## Begin Supplied text

Where I think I’d like to go that the main presenter doesn’t go in the video is that Bach really is better in some important ways than the primitive tribal chants and dances (of any tribe, no matter their color or locale) that he talks about. Bach has discovered more of the latent power of creation to create musical beauty than these tribal people have. He has lived out the Cultural Mandate by subduing more of the world, by taking more dominion. And the resulting beauty really is “better” than that imagined tribal dance he discusses. The latter may, if given time (and Christian cultural influence?), become something more refined, truly great, amazingly beautiful. But it isn’t there yet. That doesn’t necessarily make it bad, although it may be quite literally used in demon worship and therefore be mostly bad!

Where it gets more difficult to offer assessments is between highly refined music of our culture and highly refined music of another culture, such as those Indian ragas discussed so intelligently in the video. I don’t live in that culture; I don’t understand the meaning of that music either conventionally (within that culture) or intrinsically (according to rules, the created aesthetic structures, apparently built into all humanity). So I can’t compare the two. Ragas feel meandering to me; they don’t have the push and pull of tension and release that I love and know in Western music. Again, I’m mostly ignorant. But this doesn’t make me a white supremacist. It makes me a denizen of my culture and not theirs, just like they’re denizens of theirs, not mine.

## End Supplied text
## Begin Records

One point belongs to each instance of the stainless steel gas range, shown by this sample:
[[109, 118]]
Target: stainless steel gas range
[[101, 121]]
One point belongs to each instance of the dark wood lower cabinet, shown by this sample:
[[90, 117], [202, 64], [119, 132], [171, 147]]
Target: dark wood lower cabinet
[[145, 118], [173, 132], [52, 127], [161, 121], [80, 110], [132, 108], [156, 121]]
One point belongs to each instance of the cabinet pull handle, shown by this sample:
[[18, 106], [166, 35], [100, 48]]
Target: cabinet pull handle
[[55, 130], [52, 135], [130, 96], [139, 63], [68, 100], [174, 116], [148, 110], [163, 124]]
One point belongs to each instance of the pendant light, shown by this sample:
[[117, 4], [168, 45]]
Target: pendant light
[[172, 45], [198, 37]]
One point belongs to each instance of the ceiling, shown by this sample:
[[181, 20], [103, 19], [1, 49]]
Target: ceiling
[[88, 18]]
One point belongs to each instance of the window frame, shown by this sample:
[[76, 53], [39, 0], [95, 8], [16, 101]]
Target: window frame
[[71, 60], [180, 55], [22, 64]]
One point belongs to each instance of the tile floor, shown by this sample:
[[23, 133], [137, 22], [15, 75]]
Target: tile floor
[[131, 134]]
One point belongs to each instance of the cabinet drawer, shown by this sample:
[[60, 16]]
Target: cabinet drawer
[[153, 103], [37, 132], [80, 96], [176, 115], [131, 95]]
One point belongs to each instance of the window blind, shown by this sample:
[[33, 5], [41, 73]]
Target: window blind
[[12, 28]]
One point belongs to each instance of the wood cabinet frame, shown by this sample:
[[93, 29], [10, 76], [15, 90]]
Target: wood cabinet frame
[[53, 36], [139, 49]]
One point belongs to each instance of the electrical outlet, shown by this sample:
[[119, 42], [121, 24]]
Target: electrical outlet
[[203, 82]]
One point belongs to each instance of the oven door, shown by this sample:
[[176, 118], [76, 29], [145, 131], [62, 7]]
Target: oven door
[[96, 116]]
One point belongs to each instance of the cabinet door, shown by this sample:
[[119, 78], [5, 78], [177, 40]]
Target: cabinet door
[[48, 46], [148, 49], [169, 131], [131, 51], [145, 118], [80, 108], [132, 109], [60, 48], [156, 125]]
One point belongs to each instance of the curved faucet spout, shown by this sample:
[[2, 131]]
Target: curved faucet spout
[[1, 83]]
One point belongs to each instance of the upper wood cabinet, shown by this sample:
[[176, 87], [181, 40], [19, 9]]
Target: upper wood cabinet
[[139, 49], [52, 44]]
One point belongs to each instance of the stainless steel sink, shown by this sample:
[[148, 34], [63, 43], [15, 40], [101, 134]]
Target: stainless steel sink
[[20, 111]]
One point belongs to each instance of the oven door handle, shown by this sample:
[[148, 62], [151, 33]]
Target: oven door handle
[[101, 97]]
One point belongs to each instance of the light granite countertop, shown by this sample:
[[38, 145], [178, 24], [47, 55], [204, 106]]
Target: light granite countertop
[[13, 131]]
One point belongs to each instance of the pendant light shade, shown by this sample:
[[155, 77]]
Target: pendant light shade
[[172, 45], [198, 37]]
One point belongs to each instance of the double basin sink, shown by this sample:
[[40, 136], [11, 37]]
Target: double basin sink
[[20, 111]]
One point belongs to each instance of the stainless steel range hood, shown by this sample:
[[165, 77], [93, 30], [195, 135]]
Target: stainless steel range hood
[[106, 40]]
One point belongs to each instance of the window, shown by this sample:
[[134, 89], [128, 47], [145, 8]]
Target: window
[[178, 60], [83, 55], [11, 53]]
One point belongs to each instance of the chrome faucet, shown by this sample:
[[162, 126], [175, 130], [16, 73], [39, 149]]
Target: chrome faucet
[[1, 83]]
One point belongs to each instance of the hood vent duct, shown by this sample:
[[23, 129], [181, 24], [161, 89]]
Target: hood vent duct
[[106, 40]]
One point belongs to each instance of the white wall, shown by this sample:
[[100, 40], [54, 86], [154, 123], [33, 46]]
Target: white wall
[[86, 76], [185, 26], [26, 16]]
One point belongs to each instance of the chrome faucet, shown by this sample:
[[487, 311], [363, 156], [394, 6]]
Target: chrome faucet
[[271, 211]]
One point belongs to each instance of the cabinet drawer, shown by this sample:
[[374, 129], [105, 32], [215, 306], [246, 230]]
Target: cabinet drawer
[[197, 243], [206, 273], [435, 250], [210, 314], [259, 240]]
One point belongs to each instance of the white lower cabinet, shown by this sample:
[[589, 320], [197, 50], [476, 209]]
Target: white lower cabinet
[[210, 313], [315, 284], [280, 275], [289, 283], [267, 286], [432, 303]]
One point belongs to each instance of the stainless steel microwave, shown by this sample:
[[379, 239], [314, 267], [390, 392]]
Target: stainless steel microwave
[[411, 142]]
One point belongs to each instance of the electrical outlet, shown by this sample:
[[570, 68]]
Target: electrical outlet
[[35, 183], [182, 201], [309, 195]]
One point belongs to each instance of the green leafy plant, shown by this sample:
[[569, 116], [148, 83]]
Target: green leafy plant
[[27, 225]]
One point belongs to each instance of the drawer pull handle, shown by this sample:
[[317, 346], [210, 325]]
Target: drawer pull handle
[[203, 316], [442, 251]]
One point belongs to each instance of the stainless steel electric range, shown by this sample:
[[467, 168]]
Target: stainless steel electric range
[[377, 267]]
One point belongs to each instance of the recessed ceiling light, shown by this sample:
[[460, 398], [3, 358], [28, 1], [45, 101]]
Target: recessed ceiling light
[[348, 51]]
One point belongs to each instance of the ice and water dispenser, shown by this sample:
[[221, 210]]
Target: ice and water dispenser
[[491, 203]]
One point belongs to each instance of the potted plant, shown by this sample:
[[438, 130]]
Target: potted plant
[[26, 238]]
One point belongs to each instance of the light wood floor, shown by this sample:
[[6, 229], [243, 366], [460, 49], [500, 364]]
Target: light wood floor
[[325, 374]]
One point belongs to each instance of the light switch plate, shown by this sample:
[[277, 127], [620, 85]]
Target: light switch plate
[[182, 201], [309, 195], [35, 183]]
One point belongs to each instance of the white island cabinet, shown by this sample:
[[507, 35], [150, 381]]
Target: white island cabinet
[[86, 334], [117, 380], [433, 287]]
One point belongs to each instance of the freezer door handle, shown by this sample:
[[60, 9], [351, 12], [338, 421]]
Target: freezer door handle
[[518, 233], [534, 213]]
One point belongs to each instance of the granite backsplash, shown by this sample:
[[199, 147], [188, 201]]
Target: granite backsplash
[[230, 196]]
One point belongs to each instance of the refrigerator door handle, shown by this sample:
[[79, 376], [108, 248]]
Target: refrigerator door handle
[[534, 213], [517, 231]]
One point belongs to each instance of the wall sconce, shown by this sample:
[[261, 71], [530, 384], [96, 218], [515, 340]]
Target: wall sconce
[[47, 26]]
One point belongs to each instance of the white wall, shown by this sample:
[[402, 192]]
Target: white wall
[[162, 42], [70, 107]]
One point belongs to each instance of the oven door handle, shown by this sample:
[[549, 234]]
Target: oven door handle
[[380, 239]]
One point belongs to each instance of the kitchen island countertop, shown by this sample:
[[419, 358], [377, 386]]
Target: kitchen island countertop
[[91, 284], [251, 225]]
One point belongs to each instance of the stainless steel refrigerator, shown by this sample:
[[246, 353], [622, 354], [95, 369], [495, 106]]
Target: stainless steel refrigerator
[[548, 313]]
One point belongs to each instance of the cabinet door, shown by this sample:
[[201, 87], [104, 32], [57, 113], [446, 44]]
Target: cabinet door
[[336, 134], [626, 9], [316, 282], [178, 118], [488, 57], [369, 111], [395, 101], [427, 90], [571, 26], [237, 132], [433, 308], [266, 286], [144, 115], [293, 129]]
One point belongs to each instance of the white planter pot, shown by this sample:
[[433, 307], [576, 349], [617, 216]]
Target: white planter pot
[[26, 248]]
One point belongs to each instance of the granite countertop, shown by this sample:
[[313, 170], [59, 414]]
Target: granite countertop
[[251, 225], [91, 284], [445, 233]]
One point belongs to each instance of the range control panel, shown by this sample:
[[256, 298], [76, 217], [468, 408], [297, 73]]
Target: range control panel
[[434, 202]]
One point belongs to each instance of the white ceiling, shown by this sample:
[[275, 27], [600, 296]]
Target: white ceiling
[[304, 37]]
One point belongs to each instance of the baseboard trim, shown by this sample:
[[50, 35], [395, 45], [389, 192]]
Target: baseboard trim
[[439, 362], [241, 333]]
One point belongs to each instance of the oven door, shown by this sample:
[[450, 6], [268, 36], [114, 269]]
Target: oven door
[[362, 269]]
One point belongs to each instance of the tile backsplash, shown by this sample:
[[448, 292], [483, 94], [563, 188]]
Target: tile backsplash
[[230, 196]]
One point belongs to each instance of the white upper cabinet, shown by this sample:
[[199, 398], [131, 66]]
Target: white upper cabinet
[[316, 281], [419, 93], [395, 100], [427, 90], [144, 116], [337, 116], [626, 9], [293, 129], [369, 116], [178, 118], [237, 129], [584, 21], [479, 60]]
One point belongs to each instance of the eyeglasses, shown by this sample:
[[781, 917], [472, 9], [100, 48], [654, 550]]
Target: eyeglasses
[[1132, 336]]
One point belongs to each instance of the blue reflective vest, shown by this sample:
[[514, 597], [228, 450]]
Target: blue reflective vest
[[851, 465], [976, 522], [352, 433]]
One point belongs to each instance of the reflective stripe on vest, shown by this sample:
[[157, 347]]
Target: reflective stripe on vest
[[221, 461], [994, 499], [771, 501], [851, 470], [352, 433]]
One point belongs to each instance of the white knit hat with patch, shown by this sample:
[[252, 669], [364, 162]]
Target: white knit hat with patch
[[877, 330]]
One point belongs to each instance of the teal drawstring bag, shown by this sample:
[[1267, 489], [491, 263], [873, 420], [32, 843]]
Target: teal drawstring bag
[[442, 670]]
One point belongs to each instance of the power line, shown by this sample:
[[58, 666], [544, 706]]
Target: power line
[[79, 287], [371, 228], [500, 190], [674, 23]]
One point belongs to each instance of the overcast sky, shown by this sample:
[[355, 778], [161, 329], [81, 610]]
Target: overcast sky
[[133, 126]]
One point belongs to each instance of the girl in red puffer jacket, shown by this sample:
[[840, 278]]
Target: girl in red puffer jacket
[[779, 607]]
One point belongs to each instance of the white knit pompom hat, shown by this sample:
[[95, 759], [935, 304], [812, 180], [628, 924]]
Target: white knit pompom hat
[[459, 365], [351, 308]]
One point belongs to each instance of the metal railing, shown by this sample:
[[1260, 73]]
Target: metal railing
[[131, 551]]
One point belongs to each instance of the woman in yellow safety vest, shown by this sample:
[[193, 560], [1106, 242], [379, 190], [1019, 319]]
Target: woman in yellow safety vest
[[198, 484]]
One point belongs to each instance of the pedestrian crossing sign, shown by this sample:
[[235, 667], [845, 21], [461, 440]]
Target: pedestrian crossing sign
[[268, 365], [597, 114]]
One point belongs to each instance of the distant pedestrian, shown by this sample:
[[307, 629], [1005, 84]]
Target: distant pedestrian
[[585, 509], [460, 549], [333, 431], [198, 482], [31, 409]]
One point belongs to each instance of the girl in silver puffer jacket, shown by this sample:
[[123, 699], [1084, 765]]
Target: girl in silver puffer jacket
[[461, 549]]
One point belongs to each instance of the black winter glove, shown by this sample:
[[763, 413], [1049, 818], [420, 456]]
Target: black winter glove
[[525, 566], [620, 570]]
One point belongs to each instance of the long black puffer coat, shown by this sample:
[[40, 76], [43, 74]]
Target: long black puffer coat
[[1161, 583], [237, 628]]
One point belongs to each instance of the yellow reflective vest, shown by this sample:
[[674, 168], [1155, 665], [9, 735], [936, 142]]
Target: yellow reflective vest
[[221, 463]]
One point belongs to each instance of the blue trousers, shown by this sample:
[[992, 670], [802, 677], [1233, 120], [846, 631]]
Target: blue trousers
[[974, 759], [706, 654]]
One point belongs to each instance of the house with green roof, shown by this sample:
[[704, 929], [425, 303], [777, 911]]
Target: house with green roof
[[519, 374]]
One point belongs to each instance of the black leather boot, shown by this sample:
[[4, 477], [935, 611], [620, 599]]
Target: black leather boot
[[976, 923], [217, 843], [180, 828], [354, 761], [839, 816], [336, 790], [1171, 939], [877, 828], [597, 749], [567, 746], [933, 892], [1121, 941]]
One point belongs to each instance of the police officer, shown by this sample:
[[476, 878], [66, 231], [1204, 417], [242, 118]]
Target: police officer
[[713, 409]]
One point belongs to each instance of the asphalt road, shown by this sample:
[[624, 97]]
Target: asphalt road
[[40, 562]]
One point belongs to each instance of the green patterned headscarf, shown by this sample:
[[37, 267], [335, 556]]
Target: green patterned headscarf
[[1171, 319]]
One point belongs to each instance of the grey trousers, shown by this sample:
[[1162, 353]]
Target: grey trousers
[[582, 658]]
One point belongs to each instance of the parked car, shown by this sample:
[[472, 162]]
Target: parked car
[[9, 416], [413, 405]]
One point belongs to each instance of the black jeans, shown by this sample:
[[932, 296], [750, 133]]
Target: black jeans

## End Records

**What is asked:**
**1)** In the passage comparing Bach with tribal chants and Indian ragas, how do ragas feel to the writer?
**2)** Carry the passage on Bach, tribal music, and Indian ragas further, picking up after its final sentence.

**Answers provided:**
**1)** They feel meandering, lacking the push and pull of tension and release the writer loves and knows in Western music.

**2)**
If this video taught me something, it’s not about the white supremacy hidden in music theory textbooks; it’s about the amazing creativity and beauty of God, who gave different insights to different cultures. By all means, now that communication and travel technologies have shrunk the world, Western music theory programs ought to offer students the opportunity to study other music theories beyond the Western—while not neglecting to pass on our rich cultural tradition. But we’ve had that field already; it’s called ethnomusicology. If the practical upshot of videos like this is to make more Western music students learn more about other world musics—excellent! If the practical upshot is, as I think it is more likely to be, that they feel embarrassed to love and know and continue their own tradition, this will be bad. We Westerners don’t need to be embarrassed about our artistic progress over the centuries; we need to be grateful to the God who created us to create.


An anonymous friend whose identity you can probably figure out if you know me shared the thoughts below with me in response to the meandering thoughts above; he gave me permission to post his thoughts.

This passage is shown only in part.